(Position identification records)
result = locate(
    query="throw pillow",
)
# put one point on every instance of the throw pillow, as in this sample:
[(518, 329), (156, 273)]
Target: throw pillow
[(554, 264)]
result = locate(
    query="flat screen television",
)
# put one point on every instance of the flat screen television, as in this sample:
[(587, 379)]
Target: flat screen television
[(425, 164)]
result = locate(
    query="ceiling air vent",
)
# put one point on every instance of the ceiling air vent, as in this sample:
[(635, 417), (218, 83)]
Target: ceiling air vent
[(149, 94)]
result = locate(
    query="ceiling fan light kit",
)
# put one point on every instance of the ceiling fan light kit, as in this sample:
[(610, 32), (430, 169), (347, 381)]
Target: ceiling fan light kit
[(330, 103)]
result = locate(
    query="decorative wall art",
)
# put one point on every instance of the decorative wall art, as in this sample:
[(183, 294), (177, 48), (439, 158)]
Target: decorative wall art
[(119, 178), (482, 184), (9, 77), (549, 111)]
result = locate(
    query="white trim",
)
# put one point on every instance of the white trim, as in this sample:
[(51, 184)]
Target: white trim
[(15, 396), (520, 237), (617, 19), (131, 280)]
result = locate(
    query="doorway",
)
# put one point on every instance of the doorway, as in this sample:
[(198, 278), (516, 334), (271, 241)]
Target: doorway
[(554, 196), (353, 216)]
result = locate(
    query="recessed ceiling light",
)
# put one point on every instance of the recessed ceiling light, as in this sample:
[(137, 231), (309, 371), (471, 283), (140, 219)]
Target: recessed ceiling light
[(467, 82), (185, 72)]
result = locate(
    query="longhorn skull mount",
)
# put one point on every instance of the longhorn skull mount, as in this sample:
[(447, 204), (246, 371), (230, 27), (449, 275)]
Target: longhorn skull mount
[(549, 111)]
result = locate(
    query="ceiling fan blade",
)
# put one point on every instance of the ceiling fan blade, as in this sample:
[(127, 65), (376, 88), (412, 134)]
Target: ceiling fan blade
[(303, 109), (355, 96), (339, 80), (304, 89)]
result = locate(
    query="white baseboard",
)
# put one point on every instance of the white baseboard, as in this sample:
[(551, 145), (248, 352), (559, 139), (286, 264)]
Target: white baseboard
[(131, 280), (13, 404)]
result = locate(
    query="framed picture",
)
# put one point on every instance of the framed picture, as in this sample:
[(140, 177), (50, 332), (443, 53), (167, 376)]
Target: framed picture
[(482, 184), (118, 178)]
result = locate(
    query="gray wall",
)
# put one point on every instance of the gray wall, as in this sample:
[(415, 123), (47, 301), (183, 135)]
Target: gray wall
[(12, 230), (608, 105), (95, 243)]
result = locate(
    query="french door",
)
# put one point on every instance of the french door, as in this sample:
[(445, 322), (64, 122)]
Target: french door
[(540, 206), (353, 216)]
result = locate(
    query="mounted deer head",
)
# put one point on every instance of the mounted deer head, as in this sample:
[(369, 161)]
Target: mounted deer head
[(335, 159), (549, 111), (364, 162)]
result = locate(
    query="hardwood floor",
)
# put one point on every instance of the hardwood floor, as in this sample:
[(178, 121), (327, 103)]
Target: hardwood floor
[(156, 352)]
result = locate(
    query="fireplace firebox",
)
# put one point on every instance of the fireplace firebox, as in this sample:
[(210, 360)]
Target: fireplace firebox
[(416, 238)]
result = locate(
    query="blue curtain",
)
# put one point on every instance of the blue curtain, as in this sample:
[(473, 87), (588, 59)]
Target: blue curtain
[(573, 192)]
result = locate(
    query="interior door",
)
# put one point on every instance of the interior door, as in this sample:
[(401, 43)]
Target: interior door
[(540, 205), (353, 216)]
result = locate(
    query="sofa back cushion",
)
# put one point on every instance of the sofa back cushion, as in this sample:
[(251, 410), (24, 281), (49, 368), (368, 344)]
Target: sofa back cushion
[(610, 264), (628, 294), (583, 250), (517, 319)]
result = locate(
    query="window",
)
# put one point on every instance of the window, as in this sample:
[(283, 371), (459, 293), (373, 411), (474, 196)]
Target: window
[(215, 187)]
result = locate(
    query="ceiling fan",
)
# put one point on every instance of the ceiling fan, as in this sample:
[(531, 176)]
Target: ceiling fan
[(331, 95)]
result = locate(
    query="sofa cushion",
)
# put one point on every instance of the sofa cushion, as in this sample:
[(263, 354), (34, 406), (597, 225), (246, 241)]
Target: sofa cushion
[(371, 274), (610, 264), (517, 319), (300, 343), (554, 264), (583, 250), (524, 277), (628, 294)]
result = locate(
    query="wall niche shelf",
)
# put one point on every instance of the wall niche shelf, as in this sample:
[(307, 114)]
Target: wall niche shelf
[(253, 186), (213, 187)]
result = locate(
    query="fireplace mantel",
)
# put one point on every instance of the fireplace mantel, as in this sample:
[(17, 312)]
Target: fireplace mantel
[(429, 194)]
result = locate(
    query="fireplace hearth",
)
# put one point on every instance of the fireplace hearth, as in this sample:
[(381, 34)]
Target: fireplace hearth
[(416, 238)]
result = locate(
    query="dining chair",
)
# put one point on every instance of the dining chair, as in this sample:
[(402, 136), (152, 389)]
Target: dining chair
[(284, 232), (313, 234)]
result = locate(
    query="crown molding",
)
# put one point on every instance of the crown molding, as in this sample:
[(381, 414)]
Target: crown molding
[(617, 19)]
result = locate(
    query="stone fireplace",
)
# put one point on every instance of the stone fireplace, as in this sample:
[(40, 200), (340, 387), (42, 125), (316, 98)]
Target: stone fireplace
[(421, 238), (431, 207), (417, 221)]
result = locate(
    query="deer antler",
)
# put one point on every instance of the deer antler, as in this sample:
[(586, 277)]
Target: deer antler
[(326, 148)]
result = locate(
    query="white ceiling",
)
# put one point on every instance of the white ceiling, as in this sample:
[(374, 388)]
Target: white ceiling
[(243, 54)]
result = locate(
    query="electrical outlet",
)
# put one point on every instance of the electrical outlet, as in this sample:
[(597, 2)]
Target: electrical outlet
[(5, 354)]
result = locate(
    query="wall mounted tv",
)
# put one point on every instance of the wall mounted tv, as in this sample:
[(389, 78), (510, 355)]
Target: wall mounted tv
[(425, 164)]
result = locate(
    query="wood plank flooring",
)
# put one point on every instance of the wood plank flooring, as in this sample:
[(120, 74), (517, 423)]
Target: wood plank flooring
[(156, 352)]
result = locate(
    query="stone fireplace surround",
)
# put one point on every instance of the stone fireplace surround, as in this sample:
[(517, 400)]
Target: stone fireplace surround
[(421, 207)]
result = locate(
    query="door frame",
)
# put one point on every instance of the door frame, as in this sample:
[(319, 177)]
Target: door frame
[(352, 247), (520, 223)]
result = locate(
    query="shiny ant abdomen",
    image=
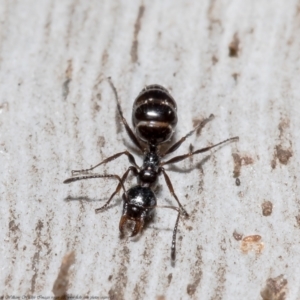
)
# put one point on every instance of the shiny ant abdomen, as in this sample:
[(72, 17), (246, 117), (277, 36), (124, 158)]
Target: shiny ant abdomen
[(154, 118)]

» DIRECTIONS
Reproduce all of the data above word for word, omitting the pictures.

» REPLY TO THE EXERCISE
result = locate(
    query="throw pillow",
)
# put one point on every instance of the throw pillow, as in this sample:
[(518, 329), (156, 273)]
Target: throw pillow
[(554, 264)]
result = locate(
    query="flat screen television",
)
# put one point on every instance of the flat screen television, as in this sample:
[(587, 379)]
Target: flat screen television
[(425, 164)]
result = locate(
    query="ceiling air vent",
)
# put one point on every instance of the ceiling air vent, as in this sample:
[(635, 417), (218, 83)]
Target: ceiling air vent
[(149, 94)]
result = locate(
    query="ceiling fan light kit",
)
# put one point on every instance of the ceiling fan light kit, as in this sample:
[(610, 32), (430, 169), (347, 381)]
Target: ceiling fan light kit
[(330, 103)]
result = locate(
    query="decorative wall art",
)
# put one point on every instance of the decorative wall art, as in this sample:
[(183, 294), (177, 48), (439, 158)]
Target: decorative wall art
[(119, 178), (482, 184), (9, 77), (549, 111)]
result = locate(
    query="white trim",
)
# put one point on every instance of the white trim, as in this sample:
[(51, 184)]
Target: white trim
[(15, 396), (520, 237), (617, 19), (131, 280)]
result = locate(
    query="doorway",
)
# put one point on every instance of the doorway, as in this sample:
[(198, 278), (516, 334), (271, 241)]
Target: doorway
[(554, 196), (353, 216)]
result = locate(
    query="recessed ceiling light",
)
# put one point on every instance of the recessed ceiling light, as in this sample:
[(137, 231), (309, 371), (471, 283), (140, 219)]
Target: recessed ceiling light
[(467, 82), (185, 72)]
result = locate(
    query="longhorn skull mount",
)
# put one point on every instance of the longhorn skull mount, as in this sample:
[(447, 204), (246, 371), (230, 27), (449, 275)]
Target: longhorn skull mount
[(549, 111)]
result = locate(
    query="ceiling fan blade",
)
# put one point on every instance of the ceiling fan blade, as in this sample:
[(127, 65), (376, 88), (412, 134)]
Target: ceiling fan blade
[(303, 109), (355, 96), (339, 80), (304, 89)]
result = locate(
    query="white baseboard",
)
# put one point on every instance of the white baseboard, as in this sample:
[(551, 145), (248, 352), (559, 139), (286, 264)]
Target: white baseboard
[(131, 280), (13, 404)]
result = locate(
    query="framed picture",
)
# put one point on every instance of the framed picture, as in this sample:
[(140, 177), (50, 332), (443, 53), (167, 376)]
Target: framed picture
[(482, 184), (118, 178)]
result = locate(
    query="gray wall",
)
# put one point on every instance of the gray wall, as in this sample:
[(415, 123), (47, 301), (183, 135)]
Target: gray wall
[(12, 230), (608, 105), (95, 243)]
result = locate(
    query="french door",
)
# put one point on every instance of the french door, as in this sample:
[(445, 322), (64, 122)]
Target: french door
[(540, 206), (353, 216)]
result = locate(
    query="mounted deer head",
)
# put one point on every instance of the mounted deer head, as in this sample:
[(369, 161)]
Target: mounted deer head
[(335, 159), (549, 111), (364, 162)]
result = locate(
    query="hardwood floor",
)
# put one point on every instance of the hardwood floor, as in this sample:
[(178, 121), (327, 103)]
Target: hardwood floor
[(156, 352)]
result = locate(
    query="fireplace firebox",
)
# put one point on every instance of the fireplace firebox, as in this sample:
[(210, 360)]
Target: fireplace firebox
[(416, 238)]
result = locate(
    query="blue curtain",
)
# put one point on every instance of the blue curtain, as in this sample:
[(473, 87), (588, 59)]
Target: blue curtain
[(573, 192)]
result = locate(
    query="interior door",
)
# put one point on every instance of the interior door, as in this sample:
[(401, 43)]
Target: interior door
[(540, 205), (353, 216)]
result = locate(
    query="sofa back cushion",
)
# put one point on every instance of the sofa back cushion, as in this sample:
[(251, 410), (24, 281), (49, 368), (368, 344)]
Target: sofa back cushion
[(610, 264), (628, 294), (583, 250), (517, 319)]
result = locate(
    query="window",
)
# put one point on every instance of the window, as in this sample:
[(283, 371), (459, 293), (373, 411), (474, 196)]
Target: window
[(215, 187)]
result = locate(
    query="ceiling fan",
)
# put one point on every instance of the ceiling fan, as in this sample:
[(531, 176)]
Target: ceiling fan
[(331, 95)]
result = locate(
    query="sofa cushion",
)
# put one point on every instance of the sofa cushion, as in this sample:
[(263, 354), (34, 406), (597, 225), (246, 241)]
Target: sofa cushion
[(371, 274), (610, 264), (517, 319), (300, 343), (554, 264), (583, 250), (524, 277), (628, 294)]
result = locate(
    query="wall niche shelf",
)
# put one point on every instance of the wall niche shelf, as in this sample:
[(307, 114)]
Target: wall niche shelf
[(253, 186), (213, 187)]
result = locate(
    query="fireplace mantel",
)
# put one point on every instance of the fireplace mantel, as in this sample:
[(17, 312)]
Target: fireplace mantel
[(429, 194)]
result = locate(
    query="fireplace hearth",
)
# put one point on every instance of the fireplace hearth, as in this sample:
[(381, 34)]
Target: fireplace hearth
[(416, 238)]
result = locate(
    query="dining chair",
)
# put one point on every instance of the dining chair, as in this sample:
[(402, 136), (152, 389)]
Target: dining chair
[(284, 232), (313, 234)]
result = locate(
    query="crown molding",
)
# put one point on every instance of the crown molding, as in this sample:
[(381, 414)]
Target: crown molding
[(617, 19)]
result = locate(
    query="stone fireplace",
)
# put one point on every instance of the stone fireplace, as in this sample:
[(40, 200), (340, 387), (42, 125), (316, 98)]
Target: stone fireplace
[(421, 238), (431, 207), (417, 221)]
result = locate(
    query="deer antler",
)
# put one point on every instance of the deer antler, as in this sample:
[(586, 277)]
Target: deer antler
[(326, 148)]
result = locate(
    query="white ceiling",
)
# put one point on every instance of the white ceiling, as in this sample:
[(374, 388)]
Target: white ceiling
[(243, 54)]
result = locate(
    query="electrical outlet",
)
# put one point on every instance of the electrical outlet, as in this sample:
[(597, 2)]
Target: electrical outlet
[(5, 354)]
result = locate(
    query="wall mounted tv",
)
# put one point on every instance of the wall mounted tv, as in this sample:
[(389, 78), (510, 355)]
Target: wall mounted tv
[(425, 164)]
result = locate(
    query="wood plank flooring",
)
# put one point on every instance of the wood plank flooring, as in this sample:
[(120, 74), (517, 423)]
Target: wood plank flooring
[(156, 352)]
result = locate(
    query="stone fireplace surround",
)
# put one point on every instance of the stone fireplace surround, as in this sample:
[(517, 400)]
Target: stone fireplace surround
[(421, 207)]
result = locate(
    query="door frame",
)
# put one point on every instance of the door frame, as in this sample:
[(319, 177)]
Target: door frame
[(352, 247), (520, 223)]
result = locate(
    query="shiny ant abdomen",
    image=
)
# put one point on every instance of the shiny ant abdomen, as in this sample:
[(72, 17), (246, 117), (277, 36), (124, 158)]
Target: shiny ant abdomen
[(154, 118)]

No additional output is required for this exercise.